## Given data
▼▼▼
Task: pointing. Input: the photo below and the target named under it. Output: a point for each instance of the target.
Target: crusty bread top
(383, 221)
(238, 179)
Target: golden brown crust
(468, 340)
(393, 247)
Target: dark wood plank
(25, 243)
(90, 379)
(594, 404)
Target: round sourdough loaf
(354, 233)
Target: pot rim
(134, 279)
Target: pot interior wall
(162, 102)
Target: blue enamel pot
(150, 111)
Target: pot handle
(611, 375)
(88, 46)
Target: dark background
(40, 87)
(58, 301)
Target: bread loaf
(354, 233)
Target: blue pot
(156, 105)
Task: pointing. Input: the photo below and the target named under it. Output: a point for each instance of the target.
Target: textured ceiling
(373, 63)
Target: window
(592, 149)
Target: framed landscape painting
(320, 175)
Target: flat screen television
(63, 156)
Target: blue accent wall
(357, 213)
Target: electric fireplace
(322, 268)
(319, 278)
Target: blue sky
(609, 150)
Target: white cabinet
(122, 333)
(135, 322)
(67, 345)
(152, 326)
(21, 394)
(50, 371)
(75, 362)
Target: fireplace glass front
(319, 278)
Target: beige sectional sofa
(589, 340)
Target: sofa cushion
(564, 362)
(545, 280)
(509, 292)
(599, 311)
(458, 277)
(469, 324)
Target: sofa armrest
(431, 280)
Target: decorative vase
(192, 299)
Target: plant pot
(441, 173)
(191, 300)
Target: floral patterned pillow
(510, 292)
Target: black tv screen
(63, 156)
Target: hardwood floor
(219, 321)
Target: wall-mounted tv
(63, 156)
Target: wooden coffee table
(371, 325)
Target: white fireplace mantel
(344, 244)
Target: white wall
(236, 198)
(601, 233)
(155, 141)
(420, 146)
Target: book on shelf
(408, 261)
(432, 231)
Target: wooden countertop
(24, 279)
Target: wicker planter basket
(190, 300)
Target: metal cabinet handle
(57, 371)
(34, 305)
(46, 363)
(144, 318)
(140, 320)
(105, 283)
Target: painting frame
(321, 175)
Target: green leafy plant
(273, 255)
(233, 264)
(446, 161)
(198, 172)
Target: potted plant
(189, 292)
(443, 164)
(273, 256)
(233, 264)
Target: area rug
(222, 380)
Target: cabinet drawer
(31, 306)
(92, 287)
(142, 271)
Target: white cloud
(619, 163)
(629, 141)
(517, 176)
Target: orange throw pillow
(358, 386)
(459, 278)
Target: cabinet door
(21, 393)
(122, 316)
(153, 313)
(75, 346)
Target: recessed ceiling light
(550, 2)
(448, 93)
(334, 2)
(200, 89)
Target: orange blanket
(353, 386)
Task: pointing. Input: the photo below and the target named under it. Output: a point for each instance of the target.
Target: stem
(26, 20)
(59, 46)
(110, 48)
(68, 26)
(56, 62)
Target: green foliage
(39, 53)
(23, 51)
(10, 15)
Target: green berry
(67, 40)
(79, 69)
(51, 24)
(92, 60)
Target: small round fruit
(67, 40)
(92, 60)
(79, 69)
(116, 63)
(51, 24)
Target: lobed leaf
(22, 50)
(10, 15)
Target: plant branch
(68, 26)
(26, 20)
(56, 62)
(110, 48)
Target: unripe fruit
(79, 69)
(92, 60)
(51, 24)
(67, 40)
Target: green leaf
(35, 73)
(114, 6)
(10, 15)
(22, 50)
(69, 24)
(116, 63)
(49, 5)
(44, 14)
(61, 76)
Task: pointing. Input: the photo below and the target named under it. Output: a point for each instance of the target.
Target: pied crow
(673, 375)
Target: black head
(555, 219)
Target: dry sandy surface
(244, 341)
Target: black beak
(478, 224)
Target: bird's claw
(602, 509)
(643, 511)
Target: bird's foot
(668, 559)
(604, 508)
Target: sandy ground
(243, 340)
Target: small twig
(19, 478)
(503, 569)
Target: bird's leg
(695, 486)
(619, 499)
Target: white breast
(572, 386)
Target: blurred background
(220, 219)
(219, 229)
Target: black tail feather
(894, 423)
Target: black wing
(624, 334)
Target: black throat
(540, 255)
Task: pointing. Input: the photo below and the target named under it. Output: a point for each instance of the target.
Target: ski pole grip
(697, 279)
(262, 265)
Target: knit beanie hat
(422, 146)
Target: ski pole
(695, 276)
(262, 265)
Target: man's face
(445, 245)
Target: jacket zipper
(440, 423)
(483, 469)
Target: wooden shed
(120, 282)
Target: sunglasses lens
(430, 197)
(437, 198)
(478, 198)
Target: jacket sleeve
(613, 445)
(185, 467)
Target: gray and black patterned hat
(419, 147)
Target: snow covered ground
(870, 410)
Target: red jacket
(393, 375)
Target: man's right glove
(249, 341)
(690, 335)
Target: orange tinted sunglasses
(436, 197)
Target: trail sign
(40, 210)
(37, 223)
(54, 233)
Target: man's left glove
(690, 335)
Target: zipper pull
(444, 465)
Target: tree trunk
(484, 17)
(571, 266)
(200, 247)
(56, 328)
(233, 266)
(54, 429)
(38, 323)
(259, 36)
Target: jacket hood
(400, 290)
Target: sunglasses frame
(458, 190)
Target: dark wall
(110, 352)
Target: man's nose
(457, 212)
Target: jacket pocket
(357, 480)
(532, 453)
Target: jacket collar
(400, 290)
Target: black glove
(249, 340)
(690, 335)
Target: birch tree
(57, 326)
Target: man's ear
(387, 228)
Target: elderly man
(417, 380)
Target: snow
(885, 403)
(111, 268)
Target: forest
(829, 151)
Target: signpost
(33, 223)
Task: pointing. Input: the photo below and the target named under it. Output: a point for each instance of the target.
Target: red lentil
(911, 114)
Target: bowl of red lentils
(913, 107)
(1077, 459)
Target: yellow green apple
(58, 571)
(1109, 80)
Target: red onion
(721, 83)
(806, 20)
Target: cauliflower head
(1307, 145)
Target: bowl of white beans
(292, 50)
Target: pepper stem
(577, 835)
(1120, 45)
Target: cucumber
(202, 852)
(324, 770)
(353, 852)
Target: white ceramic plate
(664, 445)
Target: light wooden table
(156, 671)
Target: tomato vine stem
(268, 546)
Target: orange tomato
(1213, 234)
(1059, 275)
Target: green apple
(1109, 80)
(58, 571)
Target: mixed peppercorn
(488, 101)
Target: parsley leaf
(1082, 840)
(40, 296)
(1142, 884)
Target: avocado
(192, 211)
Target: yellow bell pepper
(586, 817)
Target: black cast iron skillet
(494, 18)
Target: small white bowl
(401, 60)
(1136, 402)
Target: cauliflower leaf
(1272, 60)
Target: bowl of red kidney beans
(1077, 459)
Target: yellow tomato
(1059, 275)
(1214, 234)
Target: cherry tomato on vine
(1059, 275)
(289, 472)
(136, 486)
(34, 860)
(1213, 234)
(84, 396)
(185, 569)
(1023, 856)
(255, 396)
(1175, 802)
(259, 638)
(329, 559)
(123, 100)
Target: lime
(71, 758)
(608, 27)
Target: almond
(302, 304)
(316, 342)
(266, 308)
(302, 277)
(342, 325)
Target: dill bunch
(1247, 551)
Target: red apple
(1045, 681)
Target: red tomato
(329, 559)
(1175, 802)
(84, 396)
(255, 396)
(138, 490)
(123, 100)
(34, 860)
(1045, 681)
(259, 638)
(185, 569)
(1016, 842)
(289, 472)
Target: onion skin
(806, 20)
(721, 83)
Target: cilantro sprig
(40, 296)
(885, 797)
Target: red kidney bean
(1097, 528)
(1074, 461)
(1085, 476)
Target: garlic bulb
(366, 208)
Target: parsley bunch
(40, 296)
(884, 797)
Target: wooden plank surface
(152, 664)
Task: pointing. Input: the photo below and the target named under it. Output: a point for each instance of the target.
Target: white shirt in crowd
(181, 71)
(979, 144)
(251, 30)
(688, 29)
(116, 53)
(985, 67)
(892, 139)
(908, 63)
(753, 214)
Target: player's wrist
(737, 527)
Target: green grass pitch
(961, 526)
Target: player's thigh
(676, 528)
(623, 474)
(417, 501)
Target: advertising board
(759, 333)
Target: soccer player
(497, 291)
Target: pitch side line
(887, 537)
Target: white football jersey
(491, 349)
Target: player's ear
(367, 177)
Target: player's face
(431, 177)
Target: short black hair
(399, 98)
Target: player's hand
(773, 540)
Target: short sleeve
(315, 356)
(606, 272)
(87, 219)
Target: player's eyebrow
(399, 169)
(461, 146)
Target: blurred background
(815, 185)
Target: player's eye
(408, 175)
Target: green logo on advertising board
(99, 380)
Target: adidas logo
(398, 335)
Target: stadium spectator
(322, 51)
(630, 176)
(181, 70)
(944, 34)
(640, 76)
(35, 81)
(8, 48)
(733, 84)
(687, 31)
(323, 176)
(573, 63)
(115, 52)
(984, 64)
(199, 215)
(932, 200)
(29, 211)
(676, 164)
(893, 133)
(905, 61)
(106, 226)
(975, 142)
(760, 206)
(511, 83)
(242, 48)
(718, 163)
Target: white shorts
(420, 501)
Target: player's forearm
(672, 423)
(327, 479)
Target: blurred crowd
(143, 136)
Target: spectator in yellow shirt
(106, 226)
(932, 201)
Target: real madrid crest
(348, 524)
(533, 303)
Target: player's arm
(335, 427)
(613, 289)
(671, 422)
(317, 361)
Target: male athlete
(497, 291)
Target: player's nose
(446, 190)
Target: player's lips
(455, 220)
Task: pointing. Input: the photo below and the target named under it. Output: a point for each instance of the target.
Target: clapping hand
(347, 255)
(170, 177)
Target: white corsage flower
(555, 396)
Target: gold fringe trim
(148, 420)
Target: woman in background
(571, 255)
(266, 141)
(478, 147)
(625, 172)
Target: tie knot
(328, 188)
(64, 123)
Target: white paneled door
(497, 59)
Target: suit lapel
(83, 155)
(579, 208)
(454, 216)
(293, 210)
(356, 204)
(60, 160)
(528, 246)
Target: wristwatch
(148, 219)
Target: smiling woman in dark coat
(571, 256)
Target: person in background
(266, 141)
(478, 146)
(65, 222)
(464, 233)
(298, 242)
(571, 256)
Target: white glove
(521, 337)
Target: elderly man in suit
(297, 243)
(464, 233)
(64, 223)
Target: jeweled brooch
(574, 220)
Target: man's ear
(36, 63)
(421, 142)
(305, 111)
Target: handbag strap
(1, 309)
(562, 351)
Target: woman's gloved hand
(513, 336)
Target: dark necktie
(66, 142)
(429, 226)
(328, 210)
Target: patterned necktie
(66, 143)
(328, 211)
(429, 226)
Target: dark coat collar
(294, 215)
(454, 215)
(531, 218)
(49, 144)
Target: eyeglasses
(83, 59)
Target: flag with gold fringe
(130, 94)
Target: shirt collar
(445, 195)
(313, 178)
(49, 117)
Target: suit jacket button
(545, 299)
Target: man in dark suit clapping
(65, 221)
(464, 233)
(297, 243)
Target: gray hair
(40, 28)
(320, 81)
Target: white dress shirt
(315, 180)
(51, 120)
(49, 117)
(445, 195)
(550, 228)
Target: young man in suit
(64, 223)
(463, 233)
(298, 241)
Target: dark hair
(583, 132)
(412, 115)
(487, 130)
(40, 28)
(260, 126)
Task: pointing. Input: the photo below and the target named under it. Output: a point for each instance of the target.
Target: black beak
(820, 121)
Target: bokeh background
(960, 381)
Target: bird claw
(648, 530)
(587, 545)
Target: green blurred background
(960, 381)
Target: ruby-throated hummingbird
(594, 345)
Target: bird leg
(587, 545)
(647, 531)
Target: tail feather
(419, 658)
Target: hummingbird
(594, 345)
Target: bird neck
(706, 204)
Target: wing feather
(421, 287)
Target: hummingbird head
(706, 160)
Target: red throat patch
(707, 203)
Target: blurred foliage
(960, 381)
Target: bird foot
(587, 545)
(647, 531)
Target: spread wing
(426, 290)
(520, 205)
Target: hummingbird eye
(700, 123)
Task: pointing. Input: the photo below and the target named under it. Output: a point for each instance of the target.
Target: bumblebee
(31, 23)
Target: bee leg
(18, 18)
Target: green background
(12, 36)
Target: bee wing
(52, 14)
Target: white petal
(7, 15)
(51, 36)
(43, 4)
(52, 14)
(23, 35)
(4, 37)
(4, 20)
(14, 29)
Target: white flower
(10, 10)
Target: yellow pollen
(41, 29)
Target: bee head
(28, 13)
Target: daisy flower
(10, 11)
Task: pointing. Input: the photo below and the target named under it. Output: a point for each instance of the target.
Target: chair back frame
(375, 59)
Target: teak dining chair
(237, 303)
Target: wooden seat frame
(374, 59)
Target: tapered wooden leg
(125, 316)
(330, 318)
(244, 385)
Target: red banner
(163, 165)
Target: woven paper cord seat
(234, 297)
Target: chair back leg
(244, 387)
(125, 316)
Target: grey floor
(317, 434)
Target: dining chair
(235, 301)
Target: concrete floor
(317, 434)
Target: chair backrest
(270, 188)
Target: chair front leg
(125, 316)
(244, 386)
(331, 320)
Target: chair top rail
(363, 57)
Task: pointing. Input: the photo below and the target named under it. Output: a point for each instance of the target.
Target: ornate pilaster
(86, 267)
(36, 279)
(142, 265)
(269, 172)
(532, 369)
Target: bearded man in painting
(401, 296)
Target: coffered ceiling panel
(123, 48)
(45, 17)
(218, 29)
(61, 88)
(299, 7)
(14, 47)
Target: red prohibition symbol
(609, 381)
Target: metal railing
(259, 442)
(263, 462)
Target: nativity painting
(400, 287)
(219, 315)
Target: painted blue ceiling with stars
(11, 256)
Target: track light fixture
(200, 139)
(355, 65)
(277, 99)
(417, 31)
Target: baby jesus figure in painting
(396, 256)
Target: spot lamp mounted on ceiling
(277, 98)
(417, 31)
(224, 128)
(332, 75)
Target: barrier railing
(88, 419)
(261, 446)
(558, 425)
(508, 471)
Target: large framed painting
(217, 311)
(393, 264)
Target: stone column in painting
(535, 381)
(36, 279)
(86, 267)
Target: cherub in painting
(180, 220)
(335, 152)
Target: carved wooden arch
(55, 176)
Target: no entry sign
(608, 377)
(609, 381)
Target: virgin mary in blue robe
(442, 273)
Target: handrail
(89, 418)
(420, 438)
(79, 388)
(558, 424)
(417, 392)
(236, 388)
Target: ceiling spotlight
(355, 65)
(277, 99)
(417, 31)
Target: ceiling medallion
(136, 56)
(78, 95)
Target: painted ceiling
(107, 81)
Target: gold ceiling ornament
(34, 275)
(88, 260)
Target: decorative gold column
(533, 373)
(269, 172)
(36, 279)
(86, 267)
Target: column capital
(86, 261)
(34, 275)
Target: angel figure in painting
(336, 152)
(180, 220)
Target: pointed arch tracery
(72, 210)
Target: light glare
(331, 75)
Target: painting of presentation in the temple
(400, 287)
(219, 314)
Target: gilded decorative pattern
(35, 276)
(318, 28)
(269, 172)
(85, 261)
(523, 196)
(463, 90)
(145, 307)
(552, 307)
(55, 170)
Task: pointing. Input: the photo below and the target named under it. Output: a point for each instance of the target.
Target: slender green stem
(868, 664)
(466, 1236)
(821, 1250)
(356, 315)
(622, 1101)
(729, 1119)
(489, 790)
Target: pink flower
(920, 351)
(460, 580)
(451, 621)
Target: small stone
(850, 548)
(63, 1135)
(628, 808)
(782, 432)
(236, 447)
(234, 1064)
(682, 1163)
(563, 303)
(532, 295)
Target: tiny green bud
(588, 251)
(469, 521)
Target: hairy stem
▲▲▲
## Problem
Return, word for word, every line from the line with "Target: gold ceiling ornament" to the final line of the data.

## Result of this task
Target: gold ceiling ornament
(34, 275)
(88, 260)
Target: decorative gold column
(533, 373)
(269, 172)
(36, 279)
(86, 267)
Target: column capital
(86, 261)
(34, 275)
Target: angel figure in painting
(336, 152)
(180, 220)
Target: pointed arch tracery
(72, 210)
Target: light glare
(331, 75)
Target: painting of presentation in the temple
(400, 287)
(219, 314)
Target: gilded decorative pattern
(35, 276)
(318, 28)
(269, 172)
(85, 261)
(523, 196)
(463, 90)
(145, 307)
(552, 307)
(55, 170)
Task: pointing. Input: the photo below and the target named under it. Output: a point for each instance of the target.
Target: slender green stem
(868, 664)
(466, 1236)
(821, 1250)
(356, 315)
(622, 1101)
(729, 1119)
(489, 790)
Target: pink flower
(920, 351)
(460, 580)
(451, 621)
Target: small stone
(850, 548)
(63, 1135)
(628, 808)
(782, 432)
(236, 447)
(234, 1064)
(682, 1163)
(563, 303)
(532, 295)
Target: tiny green bud
(588, 251)
(469, 521)
Target: hairy stem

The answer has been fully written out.